TESTO FORNITO ->
******************************

Un abbozzo di questa spinta inesorabile a non tollerare le lacerazioni nei ritmi consolidati del sistema del vivere si ritrova persino nelle scritture a sfondo autobiografico che un numero elevato di autori, più o meno attrezzati nella pratica letteraria, ha contribuito a moltiplicare specialmente nella fase della reclusione forzata e del distanziamento sociale imposti nei primi mesi dell’ultima ondata pandemica, insinuatasi con il suo andamento a singhiozzo in un presente solo da poco avviato a perdere le sue punte di aggressività più pericolosa.
La catena delle testimonianze in cui si riflettono i colpi prodotti dalla perdita del controllo sulla salute pubblica arriva fino a lambire i nostri giorni: ed è impressionante rilevare che la sua trama di discorsi, di analisi dei disagi, di indicazione delle strade da percorrere per liberarsi dalla morsa di un male soffocante continui a ruotare intorno a una piattaforma di codici fortemente stabili, pronti a far sentire la loro forza condizionante nei più diversi contesti civili.

******************************

ISTRUZIONI -> Ricopia dal testo sulle scritture della pandemia il passo che comincia con "Un abbozzo di" e termina con "aggressività più pericolosa.".

******************************

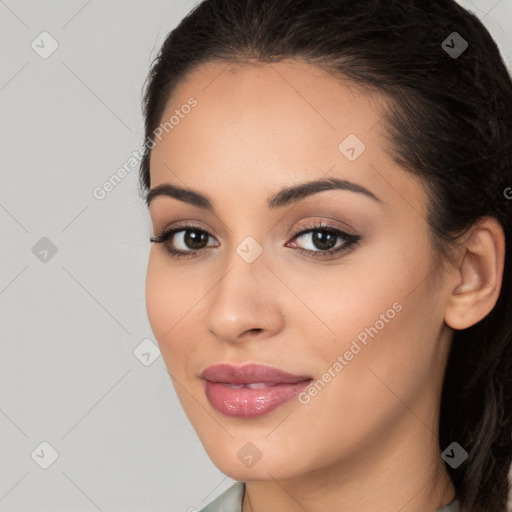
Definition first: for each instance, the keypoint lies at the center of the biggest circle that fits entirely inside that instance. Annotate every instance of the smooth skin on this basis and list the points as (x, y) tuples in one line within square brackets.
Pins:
[(368, 440)]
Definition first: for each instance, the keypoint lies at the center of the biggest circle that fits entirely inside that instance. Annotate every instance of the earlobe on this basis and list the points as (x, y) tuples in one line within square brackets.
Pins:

******************************

LA TUA RISPOSTA ->
Un abbozzo di questa spinta inesorabile a non tollerare le lacerazioni nei ritmi consolidati del sistema del vivere si ritrova persino nelle scritture a sfondo autobiografico che un numero elevato di autori, più o meno attrezzati nella pratica letteraria, ha contribuito a moltiplicare specialmente nella fase della reclusione forzata e del distanziamento sociale imposti nei primi mesi dell’ultima ondata pandemica, insinuatasi con il suo andamento a singhiozzo in un presente solo da poco avviato a perdere le sue punte di aggressività più pericolosa.